▶ _SHORT EXERCISE 1_
Answer the following questions using the passage on CORS and Content Security Policies:
(a) In the opening question, what is named as the only visible difference between CSPs and CORS?
(b) What does CORS allow to be relaxed for a domain?
(c) Which side of things does CORS affect?
▶ _SHORT EXERCISE 2_
Quote the passage on CORS and Content Security Policies verbatim from "From my perspective, the" to "the same time.".

▶ _EXTRACT PROVIDED_
From my perspective, the technologies referred to as Cross-Origin Resource Sharing (CORS) and Content Security Policies (CSPs) seem to be very similar in purpose and implementation.

Both seem to allow you to whitelist the origins of resources which an uncompromised version of your webpage incorporates, via HTTP response headers. The only difference I can see is that CSPs seem to be more fine-grained in what you can approve in your HTTP response.

5 Answers 5


CORS allows the Same Origin Policy to be relaxed for a domain.

e.g. normally if the user logs into both example.com and example.org, the Same Origin Policy prevents example.com from making an AJAX request to example.org/current_user/full_user_details and gaining access to the response.

This is the default policy of the web and prevents the user's data from being leaked when logged into multiple sites at the same time.

Now with CORS, example.org could set a policy to say it will allow the origin https://example.com to read responses made by AJAX. This would be done if both example.com and example.org are ran by the same company and data sharing between the origins is to be allowed in the user's browser. It only affects the client-side of things, not the server-side.

(Stored items)
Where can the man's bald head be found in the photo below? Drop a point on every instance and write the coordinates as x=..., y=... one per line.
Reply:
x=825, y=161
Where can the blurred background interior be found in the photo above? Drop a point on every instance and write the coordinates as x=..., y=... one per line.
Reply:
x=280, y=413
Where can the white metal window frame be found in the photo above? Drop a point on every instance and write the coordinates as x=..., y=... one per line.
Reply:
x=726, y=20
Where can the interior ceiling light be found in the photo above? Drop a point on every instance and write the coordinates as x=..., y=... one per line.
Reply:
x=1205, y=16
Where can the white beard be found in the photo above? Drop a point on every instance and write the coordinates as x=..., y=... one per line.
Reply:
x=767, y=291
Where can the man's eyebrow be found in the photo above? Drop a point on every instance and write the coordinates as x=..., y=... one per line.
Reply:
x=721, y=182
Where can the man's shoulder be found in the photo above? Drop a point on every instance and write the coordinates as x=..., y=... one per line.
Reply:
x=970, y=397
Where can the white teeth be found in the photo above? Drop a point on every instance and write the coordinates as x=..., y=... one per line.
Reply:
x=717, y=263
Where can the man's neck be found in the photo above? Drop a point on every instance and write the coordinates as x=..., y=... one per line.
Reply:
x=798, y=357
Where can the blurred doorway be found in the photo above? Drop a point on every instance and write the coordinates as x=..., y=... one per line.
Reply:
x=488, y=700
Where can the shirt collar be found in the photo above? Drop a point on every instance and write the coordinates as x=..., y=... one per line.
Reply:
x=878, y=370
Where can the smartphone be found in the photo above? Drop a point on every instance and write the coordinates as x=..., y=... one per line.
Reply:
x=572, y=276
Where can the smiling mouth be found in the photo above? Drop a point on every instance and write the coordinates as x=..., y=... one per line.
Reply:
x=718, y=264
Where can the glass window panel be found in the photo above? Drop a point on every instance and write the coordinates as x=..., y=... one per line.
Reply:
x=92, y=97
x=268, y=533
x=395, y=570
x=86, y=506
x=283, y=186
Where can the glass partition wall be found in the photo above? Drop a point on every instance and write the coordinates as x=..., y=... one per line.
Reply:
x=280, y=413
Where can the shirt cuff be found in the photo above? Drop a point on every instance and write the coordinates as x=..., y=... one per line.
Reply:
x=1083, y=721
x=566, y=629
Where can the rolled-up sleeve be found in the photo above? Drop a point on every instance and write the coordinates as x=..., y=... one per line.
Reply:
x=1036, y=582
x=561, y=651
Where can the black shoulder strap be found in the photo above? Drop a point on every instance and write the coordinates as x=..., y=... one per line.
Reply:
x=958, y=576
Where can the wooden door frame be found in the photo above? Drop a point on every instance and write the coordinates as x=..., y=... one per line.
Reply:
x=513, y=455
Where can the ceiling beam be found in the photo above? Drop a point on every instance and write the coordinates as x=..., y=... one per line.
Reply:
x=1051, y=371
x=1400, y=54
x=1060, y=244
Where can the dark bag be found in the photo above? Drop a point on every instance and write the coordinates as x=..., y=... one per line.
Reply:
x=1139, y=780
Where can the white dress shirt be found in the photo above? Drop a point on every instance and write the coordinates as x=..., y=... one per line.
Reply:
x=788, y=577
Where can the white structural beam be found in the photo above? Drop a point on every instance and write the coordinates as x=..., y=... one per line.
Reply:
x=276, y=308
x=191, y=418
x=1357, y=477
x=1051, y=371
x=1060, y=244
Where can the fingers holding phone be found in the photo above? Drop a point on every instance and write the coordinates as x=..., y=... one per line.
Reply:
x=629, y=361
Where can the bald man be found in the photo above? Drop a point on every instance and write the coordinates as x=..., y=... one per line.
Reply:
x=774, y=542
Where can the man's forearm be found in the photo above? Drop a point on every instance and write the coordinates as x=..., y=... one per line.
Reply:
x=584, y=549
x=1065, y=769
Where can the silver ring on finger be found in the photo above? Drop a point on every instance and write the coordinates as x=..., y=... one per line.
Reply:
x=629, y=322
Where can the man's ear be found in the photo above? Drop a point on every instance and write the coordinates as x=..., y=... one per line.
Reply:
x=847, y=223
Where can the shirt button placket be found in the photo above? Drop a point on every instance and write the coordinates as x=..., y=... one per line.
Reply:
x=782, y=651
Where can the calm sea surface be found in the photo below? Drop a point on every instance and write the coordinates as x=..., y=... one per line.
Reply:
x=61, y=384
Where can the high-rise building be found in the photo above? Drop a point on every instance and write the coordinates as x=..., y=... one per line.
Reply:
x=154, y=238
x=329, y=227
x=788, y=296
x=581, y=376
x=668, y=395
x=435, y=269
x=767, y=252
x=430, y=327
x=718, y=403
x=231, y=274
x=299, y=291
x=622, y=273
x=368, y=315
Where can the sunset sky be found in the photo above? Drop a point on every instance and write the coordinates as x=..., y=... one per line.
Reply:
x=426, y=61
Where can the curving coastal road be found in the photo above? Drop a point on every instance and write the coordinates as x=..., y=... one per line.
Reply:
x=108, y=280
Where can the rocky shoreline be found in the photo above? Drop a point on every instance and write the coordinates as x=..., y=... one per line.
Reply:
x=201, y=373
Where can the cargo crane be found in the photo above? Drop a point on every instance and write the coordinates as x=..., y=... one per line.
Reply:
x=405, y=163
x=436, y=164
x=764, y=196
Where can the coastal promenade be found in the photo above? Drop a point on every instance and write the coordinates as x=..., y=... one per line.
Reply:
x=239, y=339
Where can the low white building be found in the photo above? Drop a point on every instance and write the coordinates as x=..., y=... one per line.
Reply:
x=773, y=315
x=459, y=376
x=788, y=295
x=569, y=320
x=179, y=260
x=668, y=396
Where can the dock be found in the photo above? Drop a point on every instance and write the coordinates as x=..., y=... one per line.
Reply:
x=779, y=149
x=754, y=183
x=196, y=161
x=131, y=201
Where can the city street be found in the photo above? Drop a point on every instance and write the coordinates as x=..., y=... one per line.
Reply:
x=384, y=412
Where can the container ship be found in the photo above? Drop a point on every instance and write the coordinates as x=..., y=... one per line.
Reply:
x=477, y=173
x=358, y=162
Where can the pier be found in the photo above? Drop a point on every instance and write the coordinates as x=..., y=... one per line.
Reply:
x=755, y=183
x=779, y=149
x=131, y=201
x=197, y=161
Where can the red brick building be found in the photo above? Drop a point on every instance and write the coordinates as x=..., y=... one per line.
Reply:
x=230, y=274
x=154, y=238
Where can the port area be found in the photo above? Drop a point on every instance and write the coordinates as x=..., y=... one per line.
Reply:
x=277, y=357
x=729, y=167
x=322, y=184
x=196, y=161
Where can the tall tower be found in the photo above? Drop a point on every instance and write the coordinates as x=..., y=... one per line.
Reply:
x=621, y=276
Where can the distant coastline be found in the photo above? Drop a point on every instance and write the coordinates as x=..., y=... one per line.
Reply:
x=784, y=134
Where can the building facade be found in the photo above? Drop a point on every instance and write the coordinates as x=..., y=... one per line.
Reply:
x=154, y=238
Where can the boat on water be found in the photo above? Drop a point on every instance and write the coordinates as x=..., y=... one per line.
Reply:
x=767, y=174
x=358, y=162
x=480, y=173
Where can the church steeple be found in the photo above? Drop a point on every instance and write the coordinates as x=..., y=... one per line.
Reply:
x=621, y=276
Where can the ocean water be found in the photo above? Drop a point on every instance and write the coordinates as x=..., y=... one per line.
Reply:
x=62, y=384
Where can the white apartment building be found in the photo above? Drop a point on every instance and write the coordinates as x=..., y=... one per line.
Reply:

▶ _FULL ANSWER 1_
(a) CSPs seem to be more fine-grained in what can be approved in the HTTP response.
(b) The Same Origin Policy.
(c) Only the client side, not the server side.

▶ _FULL ANSWER 2_
From my perspective, the technologies referred to as Cross-Origin Resource Sharing (CORS) and Content Security Policies (CSPs) seem to be very similar in purpose and implementation.

Both seem to allow you to whitelist the origins of resources which an uncompromised version of your webpage incorporates, via HTTP response headers. The only difference I can see is that CSPs seem to be more fine-grained in what you can approve in your HTTP response.

5 Answers 5


CORS allows the Same Origin Policy to be relaxed for a domain.

e.g. normally if the user logs into both example.com and example.org, the Same Origin Policy prevents example.com from making an AJAX request to example.org/current_user/full_user_details and gaining access to the response.

This is the default policy of the web and prevents the user's data from being leaked when logged into multiple sites at the same time.